(Referring expression data)
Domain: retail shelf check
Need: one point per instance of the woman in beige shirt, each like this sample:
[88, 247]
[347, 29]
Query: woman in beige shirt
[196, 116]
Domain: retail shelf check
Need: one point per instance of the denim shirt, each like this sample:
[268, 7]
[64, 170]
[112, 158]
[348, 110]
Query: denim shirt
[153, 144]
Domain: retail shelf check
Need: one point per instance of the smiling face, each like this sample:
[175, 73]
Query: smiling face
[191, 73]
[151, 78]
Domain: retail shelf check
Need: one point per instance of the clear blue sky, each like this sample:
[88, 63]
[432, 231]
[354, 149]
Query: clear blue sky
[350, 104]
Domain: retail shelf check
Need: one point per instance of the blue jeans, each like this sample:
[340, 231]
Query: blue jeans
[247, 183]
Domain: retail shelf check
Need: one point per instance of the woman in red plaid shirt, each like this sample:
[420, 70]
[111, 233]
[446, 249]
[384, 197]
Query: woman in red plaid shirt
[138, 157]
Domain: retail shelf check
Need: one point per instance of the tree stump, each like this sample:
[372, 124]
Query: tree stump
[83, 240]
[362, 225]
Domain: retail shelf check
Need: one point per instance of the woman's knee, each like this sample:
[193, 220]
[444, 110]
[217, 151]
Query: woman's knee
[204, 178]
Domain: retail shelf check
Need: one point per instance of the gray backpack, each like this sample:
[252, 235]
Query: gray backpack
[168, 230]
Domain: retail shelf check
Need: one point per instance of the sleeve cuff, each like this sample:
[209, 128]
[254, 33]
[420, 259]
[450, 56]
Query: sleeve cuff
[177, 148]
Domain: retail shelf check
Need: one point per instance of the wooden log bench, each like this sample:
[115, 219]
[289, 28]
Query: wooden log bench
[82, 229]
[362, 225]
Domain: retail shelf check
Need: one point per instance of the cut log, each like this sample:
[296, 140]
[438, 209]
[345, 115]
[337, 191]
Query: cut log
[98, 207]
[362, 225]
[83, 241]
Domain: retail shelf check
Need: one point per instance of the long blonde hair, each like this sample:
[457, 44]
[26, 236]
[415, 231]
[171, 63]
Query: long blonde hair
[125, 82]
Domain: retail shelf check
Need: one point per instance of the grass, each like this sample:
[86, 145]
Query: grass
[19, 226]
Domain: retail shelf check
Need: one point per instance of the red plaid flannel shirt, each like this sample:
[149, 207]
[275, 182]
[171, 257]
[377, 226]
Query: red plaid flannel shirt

◆ What is being asked: The records above should be repeated exactly. Print them all.

◆ Written solution:
Domain: retail shelf check
Need: one point per instance of the woman in beige shirt, each like this sample:
[88, 247]
[347, 29]
Query: woman in beige shirt
[196, 116]
Domain: retail shelf check
Need: one point per instance of the denim shirt, each like this sample:
[268, 7]
[64, 170]
[112, 158]
[348, 110]
Query: denim shirt
[153, 144]
Domain: retail shelf check
Need: one point per instance of the smiling face, each like this sample:
[175, 73]
Query: smiling face
[191, 73]
[151, 78]
Domain: retail shelf check
Need: one point per instance of the clear blue sky, each like this sample:
[88, 63]
[432, 231]
[354, 149]
Query: clear blue sky
[350, 104]
Domain: retail shelf check
Need: one point per instance of the blue jeans, each like this sample:
[340, 231]
Query: blue jeans
[247, 183]
Domain: retail shelf check
Need: one point per instance of the woman in red plaid shirt, each like this sample:
[420, 70]
[111, 233]
[446, 249]
[384, 197]
Query: woman in red plaid shirt
[138, 157]
Domain: retail shelf check
Need: one point per instance of the tree stump, each like this sample:
[372, 124]
Query: tree stump
[83, 240]
[362, 225]
Domain: retail shelf check
Need: one point per instance of the woman's knee, each like this sample:
[193, 220]
[444, 110]
[217, 151]
Query: woman's knee
[204, 178]
Domain: retail shelf check
Need: one point per instance of the gray backpack, each like this sample:
[252, 235]
Query: gray backpack
[168, 230]
Domain: retail shelf check
Need: one point per instance of the sleeve cuff, each like this sample:
[209, 128]
[254, 33]
[420, 259]
[450, 56]
Query: sleeve cuff
[177, 148]
Domain: retail shelf check
Need: one point per instance of the wooden log bench, each like this sample:
[115, 219]
[289, 28]
Query: wooden log bench
[82, 229]
[362, 225]
Domain: retail shelf check
Need: one point per instance of the cut log, each like this sample:
[296, 140]
[438, 209]
[345, 115]
[337, 191]
Query: cut log
[98, 207]
[362, 225]
[83, 241]
Domain: retail shelf check
Need: one point per instance of the long blonde hair, each like this sample:
[457, 44]
[26, 236]
[415, 231]
[171, 63]
Query: long blonde hair
[125, 82]
Domain: retail shelf check
Need: one point per instance of the grass, each like this sample:
[86, 145]
Query: grass
[19, 226]
Domain: retail shelf check
Need: one point per instance of the red plaid flannel shirt, each like this sample:
[149, 207]
[275, 182]
[171, 257]
[377, 226]
Query: red plaid flannel shirt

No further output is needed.